#### [What is asked]
Please reproduce every line of the data below with no changes.

#### [Data for this exercise]

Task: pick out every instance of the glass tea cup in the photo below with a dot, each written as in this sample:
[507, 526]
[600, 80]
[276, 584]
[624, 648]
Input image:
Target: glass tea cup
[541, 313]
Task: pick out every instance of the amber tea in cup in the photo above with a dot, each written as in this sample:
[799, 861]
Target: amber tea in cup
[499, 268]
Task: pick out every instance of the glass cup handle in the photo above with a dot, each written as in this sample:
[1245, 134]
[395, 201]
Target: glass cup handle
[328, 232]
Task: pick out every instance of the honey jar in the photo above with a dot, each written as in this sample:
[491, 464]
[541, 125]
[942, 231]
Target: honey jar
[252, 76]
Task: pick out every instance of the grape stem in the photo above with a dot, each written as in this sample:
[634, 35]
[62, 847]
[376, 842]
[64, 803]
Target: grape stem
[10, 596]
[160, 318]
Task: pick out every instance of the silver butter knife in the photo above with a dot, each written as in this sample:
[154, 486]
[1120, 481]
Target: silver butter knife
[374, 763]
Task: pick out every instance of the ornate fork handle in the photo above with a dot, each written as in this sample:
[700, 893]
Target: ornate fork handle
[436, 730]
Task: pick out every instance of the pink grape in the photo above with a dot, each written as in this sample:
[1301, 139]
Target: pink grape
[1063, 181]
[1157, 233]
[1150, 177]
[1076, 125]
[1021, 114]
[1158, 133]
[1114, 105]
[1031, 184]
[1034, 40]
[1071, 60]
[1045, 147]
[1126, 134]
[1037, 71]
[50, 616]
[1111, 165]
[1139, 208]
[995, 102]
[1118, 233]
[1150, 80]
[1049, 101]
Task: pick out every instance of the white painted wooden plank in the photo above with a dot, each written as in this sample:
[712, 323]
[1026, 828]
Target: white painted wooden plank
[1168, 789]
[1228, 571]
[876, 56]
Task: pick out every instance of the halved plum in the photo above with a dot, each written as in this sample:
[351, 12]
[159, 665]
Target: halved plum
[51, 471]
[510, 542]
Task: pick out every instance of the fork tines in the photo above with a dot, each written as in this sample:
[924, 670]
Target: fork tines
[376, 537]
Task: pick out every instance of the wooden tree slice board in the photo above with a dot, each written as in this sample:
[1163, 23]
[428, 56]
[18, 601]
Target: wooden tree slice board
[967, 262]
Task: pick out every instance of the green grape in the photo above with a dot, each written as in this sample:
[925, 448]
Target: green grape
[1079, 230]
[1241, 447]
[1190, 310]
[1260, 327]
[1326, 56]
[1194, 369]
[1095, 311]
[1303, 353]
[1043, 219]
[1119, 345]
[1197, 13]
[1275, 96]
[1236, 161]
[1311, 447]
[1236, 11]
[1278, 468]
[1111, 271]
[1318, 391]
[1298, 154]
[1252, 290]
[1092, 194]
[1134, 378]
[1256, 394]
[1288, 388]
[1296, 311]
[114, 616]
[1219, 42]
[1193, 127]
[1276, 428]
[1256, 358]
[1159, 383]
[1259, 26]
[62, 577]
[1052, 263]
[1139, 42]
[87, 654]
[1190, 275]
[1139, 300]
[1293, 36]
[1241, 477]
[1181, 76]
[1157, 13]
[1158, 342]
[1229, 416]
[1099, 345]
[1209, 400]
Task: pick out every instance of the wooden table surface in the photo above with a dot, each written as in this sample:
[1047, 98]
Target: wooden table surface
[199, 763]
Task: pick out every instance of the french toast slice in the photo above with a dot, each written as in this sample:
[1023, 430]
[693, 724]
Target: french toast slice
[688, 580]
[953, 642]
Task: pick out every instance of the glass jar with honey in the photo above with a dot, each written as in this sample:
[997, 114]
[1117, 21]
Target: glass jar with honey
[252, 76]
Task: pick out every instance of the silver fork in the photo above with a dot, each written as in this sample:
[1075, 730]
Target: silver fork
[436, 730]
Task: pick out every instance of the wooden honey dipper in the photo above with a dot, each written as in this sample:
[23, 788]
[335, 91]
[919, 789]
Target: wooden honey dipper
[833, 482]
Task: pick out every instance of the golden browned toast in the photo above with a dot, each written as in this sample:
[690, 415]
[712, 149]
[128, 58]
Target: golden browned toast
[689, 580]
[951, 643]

#### [Answer to the exercise]
Task: pick out every instance of the glass tea cup in the photo below with a dot, each written as in this sample:
[507, 526]
[600, 80]
[276, 584]
[624, 648]
Input image:
Target: glass tea cup
[541, 313]
Task: pick out every instance of the amber tea in cup in the photo above with a dot, each written as in this sample:
[799, 861]
Target: amber tea in cup
[499, 268]
Task: pick out every instance of the glass cup handle in the photo above with a dot, each written as in this sample:
[1245, 134]
[395, 201]
Target: glass cup handle
[328, 232]
Task: pick out every instance of the honey jar in the photo above with a dot, each written as in this sample:
[491, 464]
[541, 125]
[942, 231]
Target: honey jar
[252, 76]
Task: pick out every instance of the grape stem in the photo above with a dot, each written as in this sample:
[634, 35]
[62, 847]
[376, 842]
[64, 803]
Target: grape stem
[10, 596]
[160, 318]
Task: pick out every instance of the silver butter knife in the photo above with a dot, each written as in this sample:
[154, 486]
[1120, 481]
Target: silver butter knife
[374, 763]
Task: pick out every instance of the ornate fork handle in the photo above with a dot, each written as in this sample:
[700, 893]
Target: ornate fork handle
[436, 730]
Task: pick out every instance of the pink grape in the photo above with a dot, each written as in this sample:
[1301, 139]
Target: pink grape
[1063, 181]
[1157, 233]
[1150, 177]
[1076, 125]
[1021, 114]
[1158, 133]
[1114, 105]
[1031, 184]
[1034, 40]
[1071, 60]
[1045, 147]
[1126, 134]
[1037, 71]
[50, 616]
[1111, 165]
[1139, 208]
[995, 102]
[1118, 233]
[1150, 80]
[1049, 101]
Task: pick out every instance of the white painted wooden plank in the photo above with a dot, each written as in this sample:
[712, 323]
[1026, 828]
Target: white painted wooden plank
[1168, 789]
[1228, 571]
[876, 56]
Task: pick out every instance of the halved plum in the photo above with a dot, each written as in this sample:
[351, 12]
[159, 665]
Target: halved plum
[51, 471]
[510, 542]
Task: pick out every instance of the fork tines in the photo above with a dot, each written as in this sample:
[924, 670]
Target: fork tines
[376, 537]
Task: pick out every instance of the wooden tree slice board in the photo above with a dot, each written as in this sample:
[1163, 23]
[428, 56]
[18, 601]
Target: wooden tree slice board
[967, 262]
Task: pick out every instance of the green grape in the photo above with a dot, each written as in this sample:
[925, 448]
Target: green grape
[1079, 230]
[1241, 447]
[1190, 310]
[1260, 327]
[1326, 56]
[1194, 369]
[1095, 311]
[1303, 353]
[1043, 219]
[1119, 345]
[1197, 13]
[1275, 96]
[1236, 161]
[1311, 447]
[1236, 11]
[1278, 468]
[1111, 271]
[1318, 391]
[1298, 154]
[1252, 290]
[1092, 194]
[1134, 378]
[1256, 394]
[1288, 388]
[1296, 311]
[114, 616]
[1219, 42]
[1193, 127]
[1276, 428]
[1256, 358]
[1159, 383]
[1259, 26]
[62, 577]
[1052, 263]
[1139, 42]
[87, 654]
[1190, 275]
[1139, 300]
[1293, 36]
[1241, 477]
[1181, 76]
[1157, 13]
[1158, 342]
[1229, 416]
[1099, 345]
[1209, 400]
Task: pick out every instance of the wooden table surface in the photo above with a dot, each written as in this sample:
[1047, 98]
Target: wooden table surface
[199, 763]
Task: pick out every instance of the french toast slice in the photo above with a dot, each written as in this sample:
[1023, 430]
[693, 724]
Target: french toast slice
[688, 580]
[953, 642]
Task: pick out every instance of the glass jar with honey in the photo above with a dot, each written as in this sample:
[997, 114]
[1117, 21]
Target: glass jar with honey
[252, 76]
Task: pick out every instance of the silver fork in the photo above with a dot, each written as in this sample:
[1075, 730]
Target: silver fork
[436, 730]
Task: pick out every instance of the wooden honey dipper in the photo above with a dot, each written as in this sample:
[23, 788]
[335, 91]
[919, 789]
Target: wooden honey dipper
[833, 482]
Task: pick out every instance of the golden browned toast in the photo above with a dot, each written as in this sample:
[690, 415]
[712, 149]
[128, 58]
Target: golden browned toast
[689, 580]
[951, 643]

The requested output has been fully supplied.